Start of Block

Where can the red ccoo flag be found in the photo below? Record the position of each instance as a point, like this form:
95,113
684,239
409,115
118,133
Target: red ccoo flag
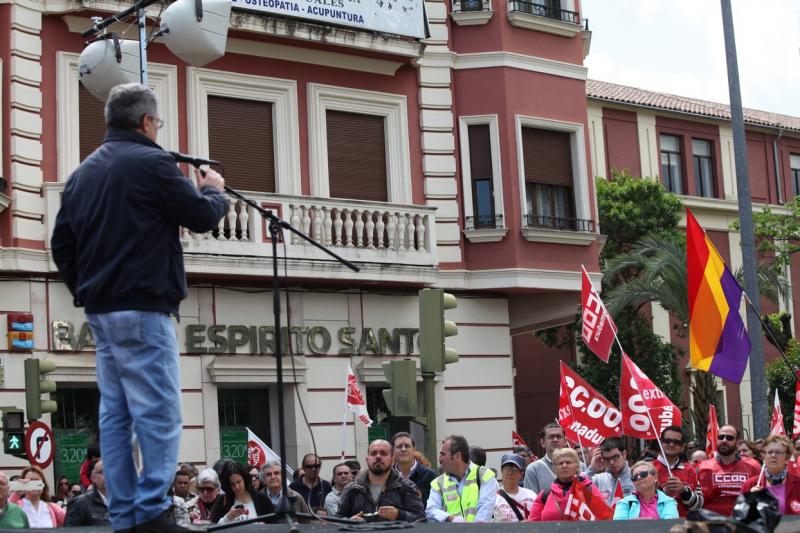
641,403
796,425
597,329
776,422
712,434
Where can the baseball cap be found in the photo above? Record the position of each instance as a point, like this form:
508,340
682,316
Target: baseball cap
513,459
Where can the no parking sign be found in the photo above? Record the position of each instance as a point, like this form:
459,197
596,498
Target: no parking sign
40,444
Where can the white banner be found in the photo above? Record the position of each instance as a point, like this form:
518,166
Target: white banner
400,17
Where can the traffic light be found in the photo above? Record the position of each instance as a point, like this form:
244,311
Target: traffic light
401,396
433,329
35,387
14,432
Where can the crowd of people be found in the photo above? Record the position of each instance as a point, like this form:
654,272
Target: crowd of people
398,483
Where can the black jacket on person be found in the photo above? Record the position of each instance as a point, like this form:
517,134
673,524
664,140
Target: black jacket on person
116,238
422,477
87,510
397,492
261,502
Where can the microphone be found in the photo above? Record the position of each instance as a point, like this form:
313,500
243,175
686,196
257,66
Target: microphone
194,161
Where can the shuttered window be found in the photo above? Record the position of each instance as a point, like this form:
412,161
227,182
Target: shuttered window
547,157
240,136
480,166
356,156
92,122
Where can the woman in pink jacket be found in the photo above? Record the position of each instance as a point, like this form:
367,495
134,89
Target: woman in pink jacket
571,497
40,511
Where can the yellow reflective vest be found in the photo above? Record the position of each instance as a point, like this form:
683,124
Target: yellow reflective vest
465,504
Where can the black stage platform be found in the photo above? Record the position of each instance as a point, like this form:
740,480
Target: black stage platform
790,524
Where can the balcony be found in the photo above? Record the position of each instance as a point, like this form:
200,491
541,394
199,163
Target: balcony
560,230
484,228
471,12
390,242
544,16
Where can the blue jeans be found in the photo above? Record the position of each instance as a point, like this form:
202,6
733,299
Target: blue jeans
139,381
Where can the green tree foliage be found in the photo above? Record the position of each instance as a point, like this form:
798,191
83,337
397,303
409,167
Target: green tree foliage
780,377
630,208
778,234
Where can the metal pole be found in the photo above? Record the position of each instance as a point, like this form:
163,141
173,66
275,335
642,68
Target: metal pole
140,15
758,379
431,443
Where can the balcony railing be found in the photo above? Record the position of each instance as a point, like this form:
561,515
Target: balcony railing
540,10
391,235
484,222
462,6
559,223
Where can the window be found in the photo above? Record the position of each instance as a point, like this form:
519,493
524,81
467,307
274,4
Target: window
271,101
703,171
671,163
240,136
356,156
91,120
480,162
548,178
392,109
794,163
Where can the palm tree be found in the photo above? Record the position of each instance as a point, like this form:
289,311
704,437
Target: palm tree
654,271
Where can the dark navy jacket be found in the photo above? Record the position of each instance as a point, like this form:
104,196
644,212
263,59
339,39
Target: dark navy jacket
116,239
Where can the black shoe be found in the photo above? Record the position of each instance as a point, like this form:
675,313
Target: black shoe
165,523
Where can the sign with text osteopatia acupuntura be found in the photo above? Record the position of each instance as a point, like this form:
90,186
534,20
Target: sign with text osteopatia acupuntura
400,17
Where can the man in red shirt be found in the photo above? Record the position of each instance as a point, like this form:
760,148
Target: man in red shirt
721,477
682,484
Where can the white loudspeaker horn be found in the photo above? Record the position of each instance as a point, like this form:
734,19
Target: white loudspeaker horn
103,65
196,30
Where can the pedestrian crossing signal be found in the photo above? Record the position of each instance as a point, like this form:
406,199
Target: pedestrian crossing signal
14,432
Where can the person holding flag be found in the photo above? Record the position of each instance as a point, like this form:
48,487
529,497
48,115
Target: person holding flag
571,497
722,476
647,501
676,477
615,483
783,482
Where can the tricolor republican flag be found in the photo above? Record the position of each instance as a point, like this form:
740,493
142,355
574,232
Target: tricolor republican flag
776,422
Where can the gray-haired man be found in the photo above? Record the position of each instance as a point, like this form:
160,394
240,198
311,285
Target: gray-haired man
116,244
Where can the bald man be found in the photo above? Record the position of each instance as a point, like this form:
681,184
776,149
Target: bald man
379,492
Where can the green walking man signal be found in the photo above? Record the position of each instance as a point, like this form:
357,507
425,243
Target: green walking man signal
14,432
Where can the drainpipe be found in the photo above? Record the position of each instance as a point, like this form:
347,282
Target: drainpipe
777,165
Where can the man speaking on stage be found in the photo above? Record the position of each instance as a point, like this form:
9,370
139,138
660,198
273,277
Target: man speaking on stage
116,244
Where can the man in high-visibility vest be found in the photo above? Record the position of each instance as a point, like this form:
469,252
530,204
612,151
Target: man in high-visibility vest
465,492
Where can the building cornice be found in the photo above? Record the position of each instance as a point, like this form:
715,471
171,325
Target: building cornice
520,61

End of Block

◆ Your instructions:
Only the pictures stay out; the rest of the entries above must be written out exactly.

◆ Task response:
Where can the red ccoo flag be found in the photo below? Record the position of each instance as a point, like this form:
95,113
684,239
409,115
118,133
Target: red ccoo flag
641,403
796,425
597,329
776,422
712,434
Where can the baseball cap be found in the photo above? Record the position of each instance as a point, like this form:
508,340
682,316
Target: baseball cap
513,459
Where can the no parking sign be found in the photo above? Record the position of each instance as a point, like this form:
459,197
596,498
Target: no parking sign
40,444
Where can the white banner be found in the photo above? Record the position of each instance as a point, like this form:
518,166
Target: white banner
400,17
Where can the traffic light be found in the photo above? Record the position of each instance as a point, like this form:
244,311
Target: traffic light
401,396
433,329
35,387
14,432
Where can the crowd of people be found in the photo above? Record the position of each instance as a point, like this form:
654,272
Target: crowd of people
398,483
Where can the black jacket on person be found in the photo above? Record the position of each instance as a point, like this form:
517,134
673,524
664,140
Target: black jacket on person
116,238
422,477
87,510
397,492
261,502
Where can the microphone be found in the photo above? Record the position of each instance as a point, like this form:
313,500
243,175
686,196
257,66
Target: microphone
194,161
Where can the shuttered window be found in the photo above? Record the position of each instance as a point, like this form:
412,161
227,182
Target: shuttered window
547,157
240,136
480,166
356,156
92,122
Where can the woman in pink jacket be found in the photo above? Record the position of each instance as a point, like this form:
367,495
134,89
Target: woman in pink jacket
571,497
40,511
Where can the yellow reflective vest be found in the photo above? Record the position of each instance as a point, like this form:
683,124
Target: yellow reflective vest
465,504
Where can the black stage platform be found in the photo above? Record the position of each instance as a point, like this form:
740,480
Target: black stage platform
790,524
Where can the balcony be found in the photo above? Record the position of each instance as a point, like this form:
200,491
541,394
199,163
Target: balcony
560,230
484,228
471,12
390,242
544,16
Where can the blue jeans be found in the photo above? Record the position of each instance as a point, like this form:
202,6
733,299
Target: blue jeans
139,381
Where can the green tree foliage be found in the photo above? Record the position of each instance as a point, like this form:
798,191
83,337
397,303
409,167
Target: green tree foliage
780,377
630,208
778,234
Where can the metal pole be found in the photo above? Record the position of each instance as a point, like this form:
163,141
173,66
275,335
642,68
Target: metal pole
140,15
758,379
431,443
Where can the balcony railing be found in the photo above? Record the position of each instance as a point, like this form:
561,515
Target: balcony railing
540,10
391,235
484,222
462,6
559,223
Where can the window be found in the photo above? Record the position of each instance as a point, like this form:
519,493
524,81
467,307
274,4
Target: window
271,101
703,171
671,163
240,136
356,156
91,120
480,162
548,178
392,109
794,163
Where can the palm tree be found in the photo above? Record the position of each instance as a point, like this form:
289,311
704,437
Target: palm tree
654,271
Where can the dark navy jacket be found in the photo above? Record the position of each instance as a point, like this form:
104,196
644,212
263,59
339,39
Target: dark navy jacket
116,239
Where can the black shoe be found in the photo above? Record the position of each instance as a point, like this form:
675,313
Target: black shoe
165,523
Where can the sign with text osteopatia acupuntura be found in the photo above? Record the position of each instance as a point, like this form:
90,186
534,20
Target: sign with text osteopatia acupuntura
400,17
Where can the man in red shirt be found in the photo above? Record the position of each instance as a point, like this form:
760,148
Target: man in red shirt
721,477
682,484
Where can the white loudspeaker horn be found in the photo above? Record the position of each instance as a point, like this form:
734,19
Target: white loudspeaker horn
103,65
196,30
Where can the pedestrian crossing signal be found in the photo above? Record the position of each instance as a point, like this form:
406,199
Target: pedestrian crossing signal
14,432
Where can the person holding flag be found in the photo above? Record the position of each instance as a point, like this form:
48,487
529,497
48,115
Target: person holding flag
571,497
722,476
647,501
676,477
615,483
783,482
Where can the tricolor republican flag be found in the photo above? Record the position of each instance as a point, like this form:
740,493
142,355
574,232
Target: tricolor republican flag
776,422
Where can the gray-haired man be found in the photo above? Record the position of each instance as a point, like this form:
160,394
240,198
311,285
Target: gray-haired man
116,244
Where can the bald man be found in the photo above? Record the position of each instance as a point, like this form:
681,184
776,149
Target: bald man
379,492
Where can the green walking man signal be found in the photo above? Record the position of each instance as a point, like this form:
357,507
425,243
Target: green walking man signal
14,432
Where can the drainpipe be found in the photo above? Record the position of each instance as a point, like this form:
347,282
Target: drainpipe
777,165
Where can the man speaking on stage be found in the photo above? Record the position of each instance as a point, like this form:
9,370
139,138
660,198
273,277
Target: man speaking on stage
116,244
Where can the man in high-visibility vest be found in the photo above? Record the position of each instance as a point, like this form:
469,252
530,204
612,151
Target: man in high-visibility vest
465,492
Where can the building cornice be found in the photo above? Record the position of each instance as a point, like this form:
715,471
171,325
Target: building cornice
520,61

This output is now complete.